── ENTRIES SHOWN ──

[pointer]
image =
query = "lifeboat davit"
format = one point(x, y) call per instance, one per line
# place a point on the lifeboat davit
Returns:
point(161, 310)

───
── ENTRIES SHOWN ──

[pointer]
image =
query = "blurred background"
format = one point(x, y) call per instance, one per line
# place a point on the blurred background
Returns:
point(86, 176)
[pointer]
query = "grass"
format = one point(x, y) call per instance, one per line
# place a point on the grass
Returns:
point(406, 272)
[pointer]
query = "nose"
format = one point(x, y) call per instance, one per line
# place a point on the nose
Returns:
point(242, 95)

───

WHAT IS EXPECTED: Count every line in the data that contains the word "grass", then give that count and nothing else.

ANSWER BOX: 2